* Task goal
Find the line holding "negative clicks: (132, 265) (223, 204)" in the entries below. Give it again exactly, along with every line after it up to and including the line holding "251L367 296L347 294L360".

* Dataset records
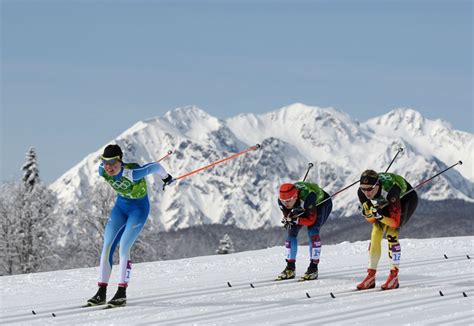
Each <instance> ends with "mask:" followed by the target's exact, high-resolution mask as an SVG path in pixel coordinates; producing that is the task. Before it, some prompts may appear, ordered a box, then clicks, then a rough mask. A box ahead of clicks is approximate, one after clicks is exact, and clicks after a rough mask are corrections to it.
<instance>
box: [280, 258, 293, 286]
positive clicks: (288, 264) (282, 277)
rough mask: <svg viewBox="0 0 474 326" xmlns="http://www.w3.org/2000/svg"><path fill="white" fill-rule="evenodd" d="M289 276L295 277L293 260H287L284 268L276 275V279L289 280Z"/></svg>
mask: <svg viewBox="0 0 474 326" xmlns="http://www.w3.org/2000/svg"><path fill="white" fill-rule="evenodd" d="M291 278H295V262H294V261H288V260H287V261H286V267H285V269H284V270H283V272H281V273H280V274H279V275H278V276H277V278H276V281H281V280H289V279H291Z"/></svg>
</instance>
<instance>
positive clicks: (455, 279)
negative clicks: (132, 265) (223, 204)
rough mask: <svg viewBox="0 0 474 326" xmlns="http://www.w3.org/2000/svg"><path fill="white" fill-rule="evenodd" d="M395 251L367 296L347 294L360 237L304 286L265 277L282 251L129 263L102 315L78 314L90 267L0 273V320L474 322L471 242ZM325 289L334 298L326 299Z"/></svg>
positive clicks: (430, 244)
mask: <svg viewBox="0 0 474 326" xmlns="http://www.w3.org/2000/svg"><path fill="white" fill-rule="evenodd" d="M303 236H305V234H304V233H302V234H301V235H300V241H301V240H302V239H303ZM323 240H324V239H323ZM282 241H283V239H282ZM401 245H402V264H401V269H400V284H401V286H400V288H399V289H397V290H391V291H380V290H379V289H378V287H379V286H380V284H381V283H382V282H383V281H384V280H385V278H386V276H387V275H388V268H389V267H388V266H389V265H388V258H387V256H386V242H385V240H384V244H383V248H384V250H385V251H384V252H383V255H382V258H381V260H380V264H379V269H378V278H377V288H376V289H373V290H367V291H354V288H355V285H356V284H357V283H358V282H359V281H361V280H362V279H363V277H364V276H365V270H366V265H367V246H368V242H367V241H363V242H355V243H349V242H343V243H340V244H337V245H328V246H323V251H322V260H321V263H320V277H319V279H318V280H316V281H307V282H297V281H296V280H288V281H280V282H275V281H273V279H274V278H275V276H276V275H277V274H278V273H279V272H280V271H281V270H282V269H283V267H284V248H283V247H274V248H269V249H264V250H259V251H251V252H241V253H237V254H229V255H214V256H203V257H197V258H191V259H181V260H173V261H158V262H152V263H141V264H135V265H134V266H133V272H132V280H131V283H130V286H129V289H128V291H127V296H128V305H127V306H126V307H123V308H116V309H109V310H103V309H102V307H92V308H79V307H80V306H81V305H82V304H83V303H84V302H85V300H86V299H88V298H89V297H91V296H92V295H93V294H94V293H95V291H96V287H95V279H96V277H97V274H98V268H84V269H76V270H64V271H55V272H48V273H37V274H27V275H16V276H4V277H2V278H1V288H2V302H1V308H0V313H1V318H0V323H1V324H2V325H6V324H21V325H24V324H28V325H44V324H48V325H144V324H153V325H156V324H160V325H161V324H166V325H169V324H185V325H191V324H192V325H232V324H233V325H286V324H299V325H316V324H334V325H368V324H369V325H379V324H384V325H435V324H436V325H440V324H446V325H448V324H449V325H467V324H471V325H472V324H474V273H473V262H472V259H468V255H469V256H470V257H471V258H472V257H474V252H473V251H474V246H473V245H474V236H470V237H454V238H437V239H423V240H417V239H402V240H401ZM444 255H446V257H447V259H446V258H445V257H444ZM307 261H308V250H307V246H300V247H299V252H298V260H297V276H298V275H301V274H302V273H303V272H304V270H305V269H306V267H307V266H306V265H307ZM116 274H117V270H116V268H115V270H113V272H112V279H111V283H110V284H111V289H110V290H109V297H111V296H112V295H113V292H115V284H116V282H117V280H116V277H117V275H116ZM227 282H229V283H230V284H231V285H232V287H229V286H228V285H227ZM250 284H252V285H253V286H254V287H253V288H252V287H251V286H250ZM112 285H113V286H112ZM439 291H441V292H442V293H443V296H441V295H440V293H439ZM331 292H332V293H333V294H334V295H335V297H336V298H334V299H333V298H331V296H330V293H331ZM463 293H465V294H466V295H467V296H464V295H463ZM307 294H308V295H309V298H308V296H307ZM32 310H34V311H35V312H36V315H33V314H32ZM52 313H54V314H55V315H56V317H53V316H52Z"/></svg>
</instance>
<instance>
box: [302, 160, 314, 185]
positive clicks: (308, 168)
mask: <svg viewBox="0 0 474 326" xmlns="http://www.w3.org/2000/svg"><path fill="white" fill-rule="evenodd" d="M313 166H314V164H313V163H308V170H306V174H305V175H304V178H303V182H304V181H305V180H306V177H307V176H308V173H309V170H311V168H312V167H313Z"/></svg>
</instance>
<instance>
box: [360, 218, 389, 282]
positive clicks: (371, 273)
mask: <svg viewBox="0 0 474 326" xmlns="http://www.w3.org/2000/svg"><path fill="white" fill-rule="evenodd" d="M384 229H385V226H384V225H382V224H381V223H380V222H375V223H374V224H373V226H372V235H371V236H370V244H369V267H368V269H367V276H366V277H365V278H364V280H363V281H362V282H360V283H359V284H357V289H358V290H367V289H372V288H374V287H375V273H376V272H377V265H378V263H379V260H380V255H381V252H382V238H383V233H384Z"/></svg>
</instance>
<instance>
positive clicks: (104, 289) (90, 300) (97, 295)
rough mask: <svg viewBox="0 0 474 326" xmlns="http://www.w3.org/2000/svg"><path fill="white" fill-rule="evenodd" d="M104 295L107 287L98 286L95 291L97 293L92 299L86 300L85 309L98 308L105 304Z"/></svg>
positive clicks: (104, 297) (104, 286)
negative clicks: (94, 307) (102, 304)
mask: <svg viewBox="0 0 474 326" xmlns="http://www.w3.org/2000/svg"><path fill="white" fill-rule="evenodd" d="M106 295H107V285H99V290H97V293H96V294H95V295H94V296H93V297H92V298H90V299H89V300H87V304H86V305H85V307H90V306H99V305H102V304H105V300H106Z"/></svg>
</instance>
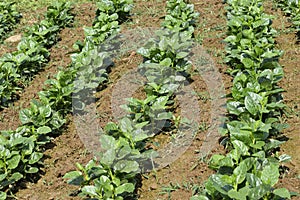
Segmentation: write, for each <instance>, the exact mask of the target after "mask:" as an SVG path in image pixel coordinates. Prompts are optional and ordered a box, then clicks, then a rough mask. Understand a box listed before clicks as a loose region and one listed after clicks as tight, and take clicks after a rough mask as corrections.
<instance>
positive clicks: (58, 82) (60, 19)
mask: <svg viewBox="0 0 300 200" xmlns="http://www.w3.org/2000/svg"><path fill="white" fill-rule="evenodd" d="M121 2H123V4H122V3H121ZM121 2H120V1H118V2H115V3H114V4H113V3H112V2H107V1H103V2H102V1H101V2H98V9H97V13H98V15H97V16H96V19H95V20H94V23H93V27H91V28H89V30H90V31H91V32H92V34H91V33H90V32H88V31H85V34H86V39H85V41H84V43H83V44H84V45H83V46H82V48H81V50H82V51H81V53H76V54H74V55H73V57H72V59H73V60H72V64H71V66H70V67H69V68H68V69H67V70H65V71H60V72H59V73H58V74H57V75H56V77H55V79H50V80H47V81H46V82H45V84H46V86H45V88H44V90H43V91H41V92H39V100H36V99H33V100H32V101H31V106H30V107H29V108H28V109H24V110H21V111H20V114H19V115H20V120H21V122H22V126H20V127H18V128H17V129H16V130H15V131H1V135H0V141H1V142H0V149H1V153H0V158H1V159H0V189H1V192H0V199H6V198H7V196H8V193H11V194H12V193H13V192H14V191H15V185H16V183H18V182H19V181H20V180H21V179H26V178H28V177H29V176H31V175H33V174H36V173H38V172H39V170H40V167H41V166H42V165H43V162H42V160H43V152H44V150H45V147H46V146H45V145H46V144H47V143H49V142H50V141H51V136H55V135H56V134H58V133H60V131H61V129H62V127H63V125H64V124H65V123H66V119H65V117H66V114H68V113H70V112H71V111H72V106H71V105H72V93H74V92H75V89H74V80H75V78H76V74H77V72H78V73H79V72H80V68H81V66H83V67H84V66H85V65H84V63H86V61H87V59H88V55H89V54H91V52H93V51H92V49H91V48H92V47H93V46H94V48H96V45H97V42H98V41H100V38H101V40H104V39H105V38H107V37H108V36H110V35H111V34H113V33H114V31H115V30H116V29H117V28H118V26H117V24H118V21H116V20H117V19H118V15H117V14H104V13H116V12H117V13H122V14H124V13H125V14H126V13H128V11H129V9H130V7H128V5H127V4H125V5H124V1H121ZM56 8H64V9H59V10H57V9H56ZM103 9H104V11H103V12H99V11H101V10H103ZM127 10H128V11H127ZM68 12H69V3H66V4H56V5H55V6H54V7H50V8H48V12H47V16H48V19H51V21H50V22H49V23H51V24H53V23H56V24H57V23H60V24H64V23H66V22H68V21H66V19H69V20H71V19H73V18H71V17H70V16H69V15H68ZM108 19H114V20H108ZM108 22H109V23H108ZM44 23H48V22H47V21H44ZM105 25H107V26H111V27H112V28H107V29H104V28H103V27H104V26H105ZM37 27H40V29H43V27H44V26H37ZM52 28H53V29H57V27H56V26H54V27H52ZM38 33H39V32H35V34H38ZM45 33H48V34H49V35H51V34H50V33H51V30H48V29H46V28H45V29H44V32H43V33H40V34H45ZM36 37H37V36H32V38H36ZM30 38H31V37H30ZM38 38H40V40H41V39H42V40H49V42H51V41H53V40H50V38H47V37H38ZM96 39H97V41H96ZM39 42H41V41H39ZM32 43H34V44H35V43H36V42H35V41H33V42H32ZM42 44H43V43H42ZM84 56H85V57H84ZM95 56H96V57H98V55H95ZM80 58H82V60H80ZM85 58H87V59H85ZM100 59H101V58H100Z"/></svg>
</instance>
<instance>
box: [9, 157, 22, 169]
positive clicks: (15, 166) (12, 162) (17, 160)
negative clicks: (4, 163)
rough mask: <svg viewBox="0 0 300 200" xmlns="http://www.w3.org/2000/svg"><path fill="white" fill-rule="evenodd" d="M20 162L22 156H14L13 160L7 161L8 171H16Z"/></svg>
mask: <svg viewBox="0 0 300 200" xmlns="http://www.w3.org/2000/svg"><path fill="white" fill-rule="evenodd" d="M20 160H21V156H20V155H15V156H13V157H12V158H10V159H9V160H8V161H7V168H8V169H15V168H16V167H18V165H19V162H20Z"/></svg>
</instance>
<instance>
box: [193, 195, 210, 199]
mask: <svg viewBox="0 0 300 200" xmlns="http://www.w3.org/2000/svg"><path fill="white" fill-rule="evenodd" d="M190 200H209V198H208V197H206V196H203V195H195V196H192V197H191V198H190Z"/></svg>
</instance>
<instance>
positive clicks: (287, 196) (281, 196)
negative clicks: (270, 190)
mask: <svg viewBox="0 0 300 200" xmlns="http://www.w3.org/2000/svg"><path fill="white" fill-rule="evenodd" d="M273 193H274V194H276V195H277V196H280V197H281V198H287V199H291V195H290V192H289V191H288V190H287V189H286V188H278V189H275V190H274V191H273Z"/></svg>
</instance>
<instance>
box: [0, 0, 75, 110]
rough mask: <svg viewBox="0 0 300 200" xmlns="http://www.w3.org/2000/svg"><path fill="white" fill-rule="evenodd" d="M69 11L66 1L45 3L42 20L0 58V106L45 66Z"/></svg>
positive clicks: (33, 27)
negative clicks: (19, 42)
mask: <svg viewBox="0 0 300 200" xmlns="http://www.w3.org/2000/svg"><path fill="white" fill-rule="evenodd" d="M71 10H72V8H71V4H70V3H69V2H68V3H58V2H56V3H54V4H53V5H51V6H49V7H48V9H47V12H46V14H45V19H44V20H42V21H41V22H40V23H39V24H35V25H33V26H32V27H30V28H28V29H27V31H26V32H25V33H24V36H23V37H22V40H21V41H20V43H19V44H18V46H17V50H16V51H15V52H12V53H7V54H4V55H3V56H2V57H1V58H0V84H1V86H0V106H1V107H3V106H7V105H8V104H9V102H10V101H12V100H13V99H15V98H16V96H17V95H16V94H17V91H19V90H20V89H21V88H22V87H23V84H24V83H25V82H26V81H29V80H30V79H31V77H32V76H33V75H34V74H36V73H37V72H38V71H40V70H41V69H42V68H43V67H44V66H45V64H46V63H47V61H48V59H49V55H50V52H49V50H48V49H49V48H50V47H52V46H53V45H54V44H55V43H56V42H57V41H58V39H59V35H58V34H59V31H60V30H61V29H63V28H64V27H66V26H69V25H70V24H71V23H72V22H73V19H74V15H73V14H72V13H71Z"/></svg>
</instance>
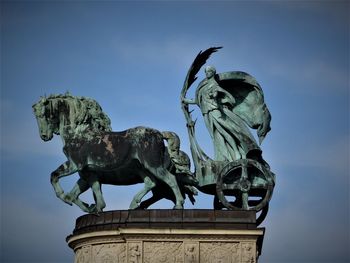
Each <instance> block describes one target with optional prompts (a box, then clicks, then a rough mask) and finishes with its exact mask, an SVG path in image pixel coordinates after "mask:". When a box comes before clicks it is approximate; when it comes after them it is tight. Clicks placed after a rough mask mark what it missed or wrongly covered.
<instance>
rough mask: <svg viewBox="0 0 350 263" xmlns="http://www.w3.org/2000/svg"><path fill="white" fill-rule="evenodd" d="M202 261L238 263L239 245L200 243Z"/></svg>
mask: <svg viewBox="0 0 350 263" xmlns="http://www.w3.org/2000/svg"><path fill="white" fill-rule="evenodd" d="M200 261H201V262H215V263H236V262H237V263H238V262H240V261H239V243H225V242H213V243H206V242H203V243H200Z"/></svg>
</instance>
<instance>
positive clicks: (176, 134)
mask: <svg viewBox="0 0 350 263" xmlns="http://www.w3.org/2000/svg"><path fill="white" fill-rule="evenodd" d="M162 135H163V139H164V140H166V141H167V143H168V151H169V154H170V156H172V155H174V154H178V152H179V150H180V138H179V136H178V135H177V134H176V133H175V132H171V131H164V132H162Z"/></svg>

* Reply
negative clicks: (132, 265) (223, 204)
rough mask: <svg viewBox="0 0 474 326" xmlns="http://www.w3.org/2000/svg"><path fill="white" fill-rule="evenodd" d="M395 251L367 296L347 294L360 237L304 286L265 277L282 251L129 263L102 315L78 314L90 267L0 273V320L474 322L471 242ZM325 289L334 298L326 299Z"/></svg>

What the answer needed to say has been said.